**WRITTEN INSTRUCTION**
Render every line of the records below as a numbered list, skipping blank lines and leaving the pictures out.

**RAW RECORDS**
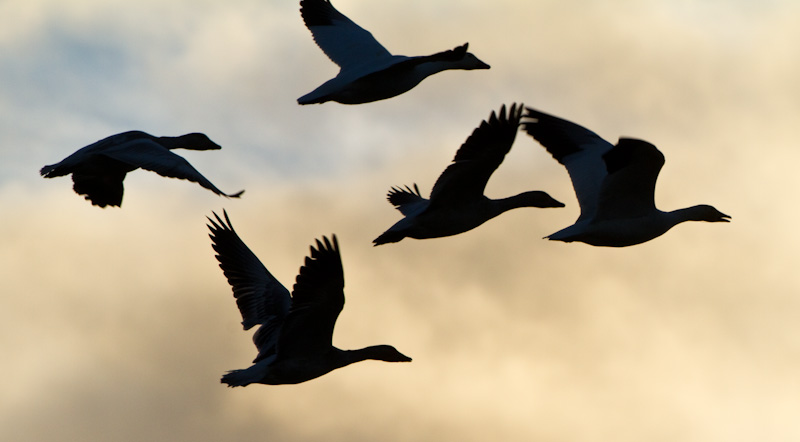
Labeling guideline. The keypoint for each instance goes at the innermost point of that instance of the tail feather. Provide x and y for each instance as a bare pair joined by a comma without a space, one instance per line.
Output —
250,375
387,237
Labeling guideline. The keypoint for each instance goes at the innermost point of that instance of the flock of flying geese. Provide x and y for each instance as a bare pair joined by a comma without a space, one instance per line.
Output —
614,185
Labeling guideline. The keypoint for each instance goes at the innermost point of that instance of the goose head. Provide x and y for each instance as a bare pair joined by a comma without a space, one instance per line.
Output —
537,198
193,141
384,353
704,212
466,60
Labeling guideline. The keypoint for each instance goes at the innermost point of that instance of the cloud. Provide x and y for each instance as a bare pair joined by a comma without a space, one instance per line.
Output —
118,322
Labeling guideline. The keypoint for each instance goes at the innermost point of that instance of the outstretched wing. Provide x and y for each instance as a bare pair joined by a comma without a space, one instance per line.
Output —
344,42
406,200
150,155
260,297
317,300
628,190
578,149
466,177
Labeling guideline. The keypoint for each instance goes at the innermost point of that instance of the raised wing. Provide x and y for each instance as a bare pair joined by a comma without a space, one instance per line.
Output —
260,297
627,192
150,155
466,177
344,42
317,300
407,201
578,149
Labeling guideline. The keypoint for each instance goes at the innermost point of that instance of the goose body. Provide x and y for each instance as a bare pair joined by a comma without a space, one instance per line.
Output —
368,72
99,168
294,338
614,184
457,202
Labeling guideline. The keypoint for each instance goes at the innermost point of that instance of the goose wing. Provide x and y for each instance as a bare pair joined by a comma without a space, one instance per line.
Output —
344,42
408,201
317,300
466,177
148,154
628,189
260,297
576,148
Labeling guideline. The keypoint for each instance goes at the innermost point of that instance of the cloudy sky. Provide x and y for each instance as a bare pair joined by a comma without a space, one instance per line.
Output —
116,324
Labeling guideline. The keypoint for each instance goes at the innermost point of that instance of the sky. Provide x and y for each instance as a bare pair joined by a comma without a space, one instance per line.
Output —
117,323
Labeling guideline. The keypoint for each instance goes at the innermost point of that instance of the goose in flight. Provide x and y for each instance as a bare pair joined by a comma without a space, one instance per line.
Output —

**ANSWER TO THE TASK**
1. Labeling guideline. The keypoint for each instance goes at the innermost point of that instance of the tail feather. Provide x and y for each instance as a bare pair joined by a comma without a space, one instance per line.
2. Output —
3. 250,375
4. 387,237
5. Labeling guideline. The keypoint for each instance goes at the innermost point of that instance of the flock of flying geese. Provide x and y for each instance as a bare pair joined by a comma without a space, one instance per line.
6. Output —
7. 614,185
8. Labeling guideline. The keypoint for each instance goes at the innermost point of that instance of the goose head. Provide x and y for each instance as a bare pair joined by a comma without a space, one instance per line.
9. Output —
10. 537,198
11. 193,141
12. 384,353
13. 704,212
14. 466,60
15. Labeling guideline. The keypoint for each instance goes at the innermost point of that instance of the cloud. Provide x and y for each instance as a bare pair joined by a comma without a space, one instance per line.
16. Output —
17. 118,322
18. Labeling guideline. The keypoint for each instance goes at the innermost point of that instance of the outstretched wing. Provide x and y for each instance as a bare pair joined by a comma without a space, one instance per line.
19. Output —
20. 344,42
21. 406,200
22. 150,155
23. 260,297
24. 317,300
25. 628,190
26. 578,149
27. 466,177
28. Labeling guideline. The keypoint for each instance goes at the innermost point of that instance of the raised wing. Provide x and y for each instance as a bare pair joined by a comma without a space, one instance per line.
29. Output —
30. 260,297
31. 627,192
32. 150,155
33. 466,177
34. 344,42
35. 317,300
36. 407,201
37. 578,149
38. Labeling guideline. The keypoint for each instance goes at the innermost point of that instance of the goose body. Provide x and y for each instance as a bare pair joined by a comma without a space, one instance per line.
39. Output —
40. 368,72
41. 99,168
42. 294,338
43. 614,184
44. 457,202
45. Labeling guideline. The keypoint for each instance goes at the innermost point of that instance of the goose wing. Provide x and y for each instance as a bare pair joined by a comma without a space, one instance per line.
46. Output —
47. 344,42
48. 408,201
49. 317,300
50. 466,177
51. 148,154
52. 628,189
53. 260,297
54. 576,148
55. Labeling guideline. The keypoint for each instance goes at the innermost point of that instance of the cloudy sky. Provide x and y for each instance as a bare pair joined by a comma without a space, one instance per line.
56. Output —
57. 116,324
58. Labeling guideline. The keypoint for each instance goes at the innermost point of that instance of the sky. Provide x and y for each instance as a bare pair joined by a comma without a space, one instance per line.
59. Output —
60. 117,323
61. Labeling guideline. The keypoint for each instance goes at the innermost point of that instance of the goose in flight. Provide x and y for each instance as a bare pair joined by a comma without a space, one instance per line.
62. Output —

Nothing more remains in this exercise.